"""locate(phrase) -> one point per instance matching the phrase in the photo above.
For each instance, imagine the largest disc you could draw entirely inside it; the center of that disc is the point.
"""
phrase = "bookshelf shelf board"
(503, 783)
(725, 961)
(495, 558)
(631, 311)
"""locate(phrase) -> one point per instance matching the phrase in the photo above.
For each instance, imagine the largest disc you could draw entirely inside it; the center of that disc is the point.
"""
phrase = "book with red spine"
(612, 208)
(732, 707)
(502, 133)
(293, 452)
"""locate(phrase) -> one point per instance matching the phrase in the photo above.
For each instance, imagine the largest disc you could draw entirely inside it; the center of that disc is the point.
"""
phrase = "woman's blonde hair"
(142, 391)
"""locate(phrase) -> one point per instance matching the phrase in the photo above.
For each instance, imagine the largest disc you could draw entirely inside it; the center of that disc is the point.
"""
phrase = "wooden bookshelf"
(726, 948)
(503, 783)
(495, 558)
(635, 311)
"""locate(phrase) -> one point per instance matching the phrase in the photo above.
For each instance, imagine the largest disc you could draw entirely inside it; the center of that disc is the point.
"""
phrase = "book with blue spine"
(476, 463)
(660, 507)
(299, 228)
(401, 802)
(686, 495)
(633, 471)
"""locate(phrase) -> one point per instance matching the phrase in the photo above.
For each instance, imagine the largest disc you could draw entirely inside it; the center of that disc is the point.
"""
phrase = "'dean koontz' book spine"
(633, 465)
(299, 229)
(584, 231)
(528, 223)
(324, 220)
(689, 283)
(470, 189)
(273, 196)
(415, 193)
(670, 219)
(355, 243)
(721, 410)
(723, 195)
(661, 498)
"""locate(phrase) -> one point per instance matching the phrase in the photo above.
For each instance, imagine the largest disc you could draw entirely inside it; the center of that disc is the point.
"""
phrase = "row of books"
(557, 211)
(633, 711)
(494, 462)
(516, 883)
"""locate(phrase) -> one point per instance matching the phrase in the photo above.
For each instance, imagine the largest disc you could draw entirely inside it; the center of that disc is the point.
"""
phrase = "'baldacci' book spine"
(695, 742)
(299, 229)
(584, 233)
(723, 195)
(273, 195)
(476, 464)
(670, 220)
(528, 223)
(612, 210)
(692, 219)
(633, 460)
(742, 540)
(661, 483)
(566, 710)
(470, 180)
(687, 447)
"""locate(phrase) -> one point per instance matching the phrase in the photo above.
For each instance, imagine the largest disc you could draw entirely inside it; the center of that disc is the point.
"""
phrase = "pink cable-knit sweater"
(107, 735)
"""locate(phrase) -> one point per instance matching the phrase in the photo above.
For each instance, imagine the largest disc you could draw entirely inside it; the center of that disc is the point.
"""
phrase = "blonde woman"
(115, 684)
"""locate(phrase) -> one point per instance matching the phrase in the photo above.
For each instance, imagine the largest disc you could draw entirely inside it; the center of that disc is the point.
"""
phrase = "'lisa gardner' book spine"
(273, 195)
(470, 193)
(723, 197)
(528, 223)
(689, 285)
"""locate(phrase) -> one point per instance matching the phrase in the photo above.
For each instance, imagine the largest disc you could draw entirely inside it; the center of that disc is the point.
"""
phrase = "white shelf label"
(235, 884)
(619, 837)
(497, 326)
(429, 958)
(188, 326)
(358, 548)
━━━━━━━━━━━━━━━━
◆ **Task objective**
Give every part of the material again, exactly as written.

◆ **Answer to the exercise**
"""locate(phrase) -> one point per instance matching the phrase in the photo above.
For each instance, imagine the largest disc you could draw entirely inside it; the center of that disc is the point.
"""
phrase = "bookshelf shelf board"
(503, 783)
(725, 961)
(495, 558)
(631, 311)
"""locate(phrase) -> one point per instance matching the phrase in the photo above.
For each instance, imagine the largest disc you could draw entirely inside it; the center of that disc is the point.
"""
phrase = "book with red spine"
(612, 208)
(732, 707)
(502, 133)
(293, 452)
"""locate(phrase) -> one point per instance matching the phrase in the photo above.
For each instance, imagine the largest disc you could draw entirely inside it; the center of that disc is the point.
"""
phrase = "woman's blonde hair"
(142, 391)
"""locate(phrase) -> one point per instance matching the phrase in the photo above.
For each instance, imagine the largest disc you could draw entirely inside it; the center of that disc is the point.
"""
phrase = "wooden bookshelf"
(726, 948)
(503, 783)
(495, 558)
(635, 311)
"""locate(phrase) -> one point per instance matching the phrase in the photo above.
For each instance, imagine the largest disc you could draw entirely inside it; the center of that disc is the point.
"""
phrase = "book with blue spine"
(476, 463)
(660, 507)
(299, 228)
(401, 802)
(686, 495)
(633, 471)
"""locate(phrase) -> one point per instance matching the phrase in the photo above.
For each instance, imagine the largest disc you could draw entirely inside it; the center of that disc is the point.
"""
phrase = "'dean koontz' book spine"
(633, 465)
(299, 229)
(584, 231)
(528, 223)
(324, 220)
(689, 283)
(470, 189)
(273, 196)
(415, 193)
(670, 219)
(355, 243)
(721, 410)
(723, 195)
(661, 498)
"""locate(phrase) -> one point per instance matching the phrase in the photo above.
For each instance, imagine the largest disc you could draw entirely inside it; the center of that disc is the point.
"""
phrase = "row of books"
(557, 211)
(633, 711)
(494, 462)
(516, 883)
"""locate(phrase) -> one point per instance matching the phrase in the photo above.
For each instance, imagine the largest disc you could draw entirely inside it; the center of that disc is the point.
"""
phrase = "'baldacci' book spine"
(695, 742)
(299, 229)
(584, 233)
(723, 195)
(273, 195)
(476, 464)
(670, 220)
(528, 223)
(612, 210)
(692, 219)
(633, 460)
(742, 540)
(661, 483)
(566, 710)
(470, 180)
(687, 447)
"""locate(phrase) -> one point per instance matching the phrase in the photo above.
For each instance, imagine the largest disc you could draw entirely inside it; the center of that disc is the point.
"""
phrase = "pink cable-knit sweater"
(107, 735)
"""locate(phrase) -> one point per instance matching the phrase in the photo above.
For each instance, imagine the largest disc you could draw entirely inside it; the center of that disc is the point.
"""
phrase = "blonde woman"
(115, 684)
"""locate(phrase) -> one point per instance matching the phrase in the photo above.
For each instance, imagine the largest disc you could draw entirely inside it; the center of that disc is the point.
"""
phrase = "'lisa gardner' book spine"
(273, 195)
(470, 193)
(723, 197)
(528, 223)
(689, 285)
"""locate(phrase) -> one point per instance matching the phrase in the photo above.
For each instance, imagine the largest disc you could draw entirely inside it; the center of that disc is the point.
"""
phrase = "white shelf label"
(235, 884)
(619, 837)
(497, 326)
(429, 958)
(188, 326)
(358, 548)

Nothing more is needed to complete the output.